* [GOAL OF THE EXERCISE]
Could you repeat the rows below word for word, starting at their first line and ending at the line that contains "0,270 -> 89,329", both included, with the pictures left out?

* [MATERIAL PROVIDED]
──────────

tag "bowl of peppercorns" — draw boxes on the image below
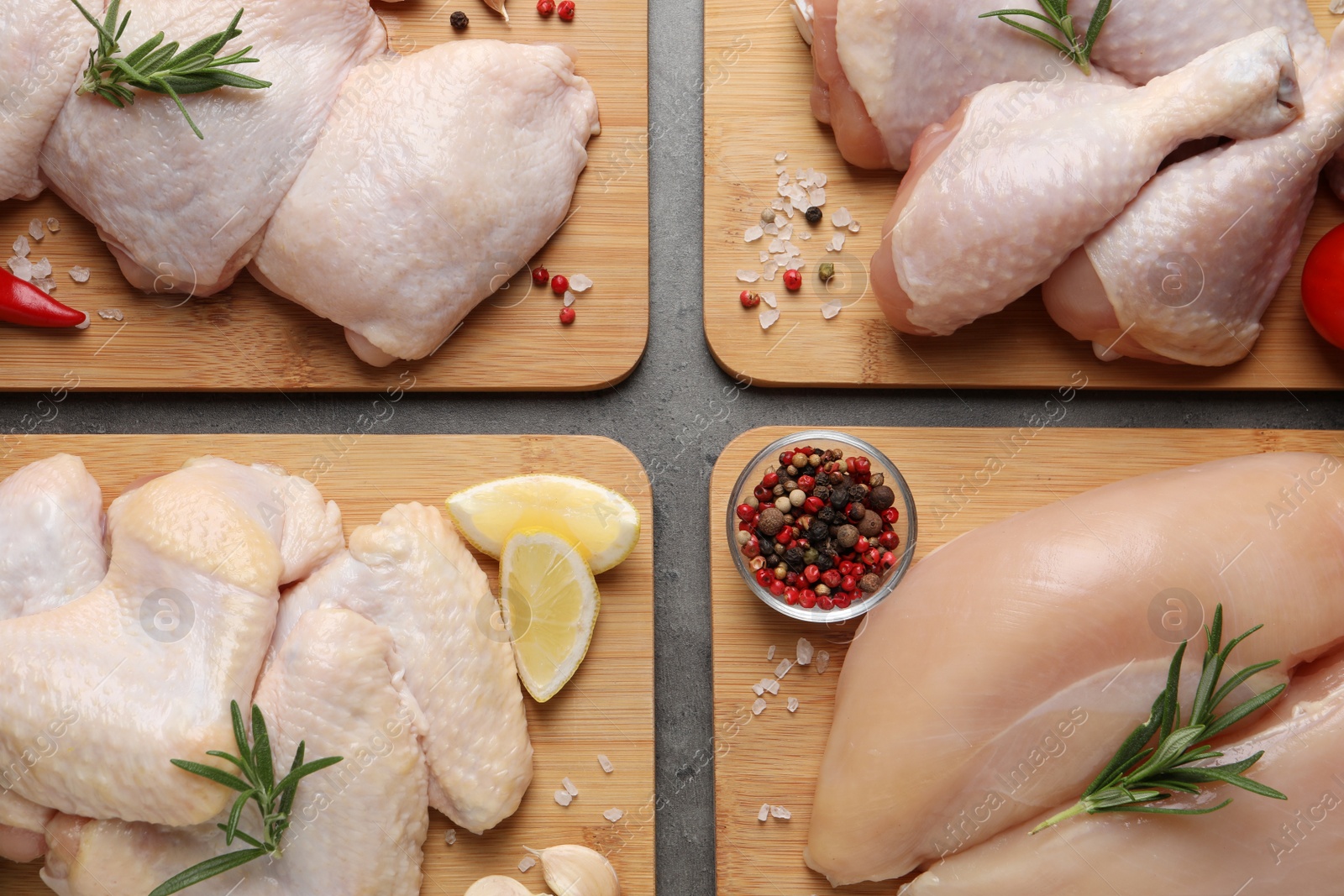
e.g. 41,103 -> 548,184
727,430 -> 916,622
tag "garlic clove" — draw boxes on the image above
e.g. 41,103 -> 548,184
538,845 -> 621,896
466,874 -> 533,896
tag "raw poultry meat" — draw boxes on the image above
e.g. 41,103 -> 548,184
806,454 -> 1344,892
0,454 -> 108,619
872,29 -> 1302,336
0,0 -> 94,202
1042,31 -> 1344,367
251,40 -> 598,365
902,659 -> 1344,896
277,504 -> 533,834
0,458 -> 344,825
43,610 -> 428,896
811,0 -> 1326,170
42,0 -> 387,296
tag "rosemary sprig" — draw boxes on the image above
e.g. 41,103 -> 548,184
70,0 -> 270,139
1031,605 -> 1288,834
150,700 -> 343,896
979,0 -> 1111,76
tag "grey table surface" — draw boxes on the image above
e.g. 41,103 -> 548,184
0,0 -> 1344,896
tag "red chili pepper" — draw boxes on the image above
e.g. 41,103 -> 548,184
0,270 -> 89,329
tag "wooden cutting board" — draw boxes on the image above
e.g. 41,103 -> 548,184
0,435 -> 654,896
0,0 -> 649,392
710,427 -> 1344,896
704,0 -> 1344,390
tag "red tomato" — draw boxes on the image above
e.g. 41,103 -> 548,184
1302,226 -> 1344,348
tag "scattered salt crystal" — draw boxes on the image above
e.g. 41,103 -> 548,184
9,255 -> 32,282
797,638 -> 811,666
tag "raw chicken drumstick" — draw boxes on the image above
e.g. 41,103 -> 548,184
251,40 -> 598,365
806,454 -> 1344,893
42,610 -> 428,896
872,29 -> 1302,336
811,0 -> 1326,170
0,458 -> 344,825
276,504 -> 533,834
1042,29 -> 1344,367
902,652 -> 1344,896
35,0 -> 387,296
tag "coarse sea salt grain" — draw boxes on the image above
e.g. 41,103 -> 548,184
795,638 -> 811,666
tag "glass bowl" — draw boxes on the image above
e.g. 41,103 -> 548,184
726,430 -> 918,622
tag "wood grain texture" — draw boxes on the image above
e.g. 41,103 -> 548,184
710,427 -> 1344,896
704,0 -> 1344,390
0,0 -> 649,391
0,435 -> 654,896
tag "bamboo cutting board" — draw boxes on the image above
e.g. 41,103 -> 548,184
704,0 -> 1344,390
0,435 -> 654,896
0,0 -> 649,391
710,425 -> 1344,896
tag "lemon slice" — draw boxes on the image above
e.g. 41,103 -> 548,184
448,474 -> 640,572
500,529 -> 602,703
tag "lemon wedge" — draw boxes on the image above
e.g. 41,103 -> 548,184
448,474 -> 640,572
500,529 -> 602,703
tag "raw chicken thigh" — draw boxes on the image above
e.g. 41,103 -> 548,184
806,454 -> 1344,893
872,29 -> 1302,336
42,610 -> 428,896
42,0 -> 387,296
902,652 -> 1344,896
1043,31 -> 1344,367
277,504 -> 533,834
251,40 -> 598,365
0,458 -> 343,825
0,0 -> 89,202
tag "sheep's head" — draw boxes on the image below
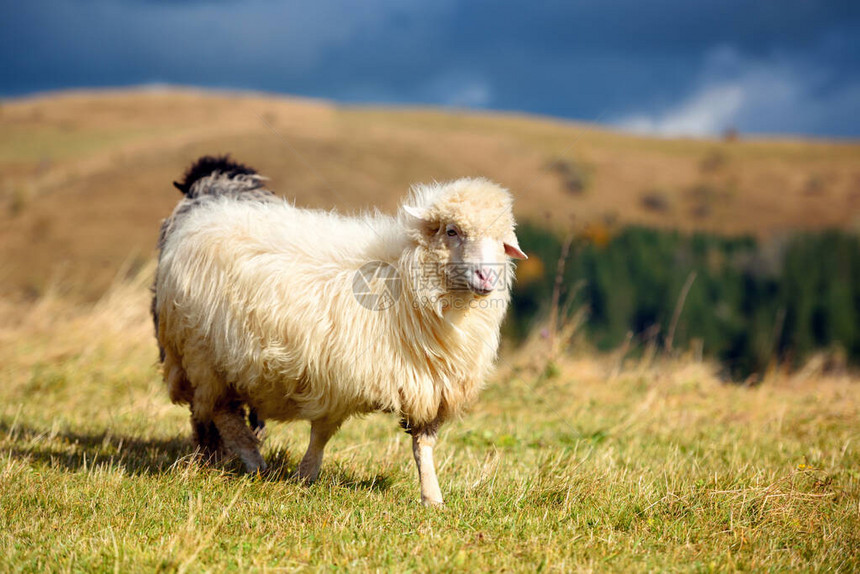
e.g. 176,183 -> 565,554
401,179 -> 526,297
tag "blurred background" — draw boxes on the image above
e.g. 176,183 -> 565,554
0,0 -> 860,381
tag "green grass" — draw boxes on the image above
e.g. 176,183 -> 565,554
0,285 -> 860,572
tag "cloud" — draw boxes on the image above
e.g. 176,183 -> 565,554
612,46 -> 860,137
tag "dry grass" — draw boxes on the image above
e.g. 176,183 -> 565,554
0,268 -> 860,572
0,90 -> 860,301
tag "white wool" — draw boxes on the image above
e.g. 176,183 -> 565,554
155,180 -> 516,430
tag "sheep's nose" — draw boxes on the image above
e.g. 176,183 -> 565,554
475,267 -> 495,293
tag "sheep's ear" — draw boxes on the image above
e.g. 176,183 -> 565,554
504,235 -> 529,259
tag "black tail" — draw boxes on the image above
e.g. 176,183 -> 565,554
173,154 -> 257,196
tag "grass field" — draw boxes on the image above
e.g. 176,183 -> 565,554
0,269 -> 860,572
0,90 -> 860,572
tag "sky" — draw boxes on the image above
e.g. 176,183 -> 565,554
0,0 -> 860,138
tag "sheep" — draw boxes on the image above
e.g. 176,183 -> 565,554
152,156 -> 526,505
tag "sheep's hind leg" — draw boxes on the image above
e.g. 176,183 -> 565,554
295,419 -> 342,484
248,407 -> 266,443
407,423 -> 443,506
191,415 -> 224,462
212,404 -> 266,472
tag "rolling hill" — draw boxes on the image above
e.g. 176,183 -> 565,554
0,89 -> 860,299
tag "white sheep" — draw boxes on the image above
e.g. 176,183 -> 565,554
152,157 -> 525,504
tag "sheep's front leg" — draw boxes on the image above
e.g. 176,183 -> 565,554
212,404 -> 266,472
296,419 -> 340,484
410,424 -> 443,506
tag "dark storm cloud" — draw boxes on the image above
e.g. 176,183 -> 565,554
0,0 -> 860,136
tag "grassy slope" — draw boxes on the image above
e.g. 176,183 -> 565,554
0,88 -> 860,571
0,91 -> 860,299
0,273 -> 860,571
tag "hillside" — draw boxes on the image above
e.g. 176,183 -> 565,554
5,90 -> 860,299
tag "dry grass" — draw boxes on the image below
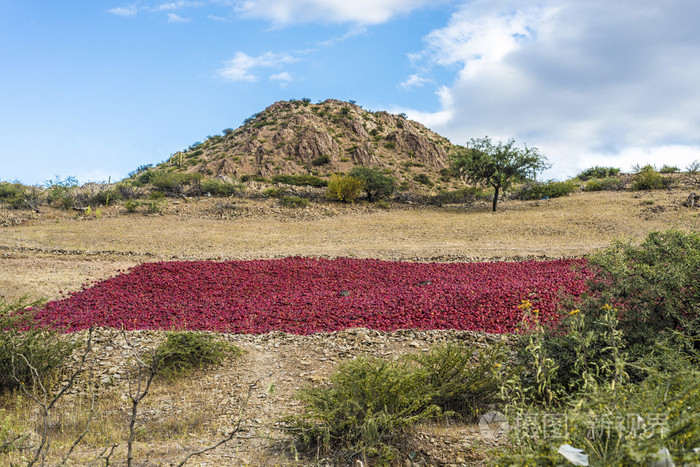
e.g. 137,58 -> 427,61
0,190 -> 700,465
0,190 -> 700,299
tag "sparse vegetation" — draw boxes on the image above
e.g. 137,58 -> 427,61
152,331 -> 240,377
452,137 -> 549,212
632,165 -> 673,191
0,297 -> 75,394
327,174 -> 364,203
583,177 -> 627,191
272,174 -> 328,188
311,154 -> 331,167
348,165 -> 396,202
200,179 -> 238,196
576,165 -> 620,182
513,180 -> 577,200
280,196 -> 309,208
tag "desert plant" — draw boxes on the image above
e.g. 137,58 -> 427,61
280,196 -> 309,208
287,357 -> 440,462
411,344 -> 506,417
0,182 -> 43,212
311,154 -> 331,166
146,199 -> 164,214
576,165 -> 620,182
494,316 -> 700,465
413,173 -> 434,186
151,331 -> 240,376
124,199 -> 141,216
582,177 -> 627,191
45,175 -> 78,209
513,180 -> 576,200
451,137 -> 550,212
0,297 -> 77,392
327,174 -> 364,203
200,179 -> 238,196
632,165 -> 672,190
572,230 -> 700,355
272,174 -> 328,188
262,188 -> 287,198
241,174 -> 268,183
88,188 -> 122,206
146,171 -> 203,196
348,165 -> 396,202
659,164 -> 681,174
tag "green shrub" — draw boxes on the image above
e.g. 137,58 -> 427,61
348,165 -> 396,202
583,177 -> 627,191
88,188 -> 122,206
262,188 -> 287,198
124,199 -> 141,216
574,230 -> 700,355
413,174 -> 434,186
311,154 -> 331,166
494,306 -> 700,465
632,165 -> 672,191
411,344 -> 506,417
659,164 -> 681,174
147,199 -> 164,214
280,196 -> 309,208
147,171 -> 203,196
46,176 -> 78,209
153,331 -> 241,376
0,298 -> 79,393
429,187 -> 481,205
576,165 -> 620,182
272,174 -> 328,188
0,182 -> 26,200
513,180 -> 576,200
241,174 -> 268,183
0,182 -> 42,210
288,357 -> 440,462
327,174 -> 364,203
200,179 -> 237,196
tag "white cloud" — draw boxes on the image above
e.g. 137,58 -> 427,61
107,5 -> 138,16
219,52 -> 296,82
168,13 -> 190,23
270,71 -> 294,82
235,0 -> 444,25
405,0 -> 700,176
399,74 -> 431,90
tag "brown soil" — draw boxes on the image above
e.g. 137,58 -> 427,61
0,190 -> 700,465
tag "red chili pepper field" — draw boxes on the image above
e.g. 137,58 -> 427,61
37,257 -> 587,334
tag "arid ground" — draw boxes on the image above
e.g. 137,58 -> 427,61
0,190 -> 700,465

──────────

* [TASK SOLUTION]
tag "bowl of peppercorns" — draw boxes on the image below
e.g. 41,103 -> 548,184
727,430 -> 916,622
tag "garlic clove" — draw boxes on the image above
e.g. 41,103 -> 548,184
538,845 -> 621,896
466,874 -> 533,896
tag "raw poultry meat" — draw boxes on the image above
e.g. 41,103 -> 548,184
806,454 -> 1344,892
0,454 -> 108,619
872,29 -> 1302,336
0,0 -> 94,202
1042,31 -> 1344,367
251,40 -> 598,365
902,659 -> 1344,896
277,504 -> 533,834
0,458 -> 344,825
43,610 -> 428,896
811,0 -> 1326,170
42,0 -> 387,296
tag "rosemary sprig" — draw boxes on the image above
e.g. 41,103 -> 548,184
70,0 -> 270,139
1031,605 -> 1288,834
150,700 -> 343,896
979,0 -> 1111,76
tag "grey table surface" — draw boxes on the image above
e.g. 41,103 -> 548,184
0,0 -> 1344,896
tag "red chili pepper" — draw boxes on the image above
e.g. 41,103 -> 548,184
0,270 -> 89,329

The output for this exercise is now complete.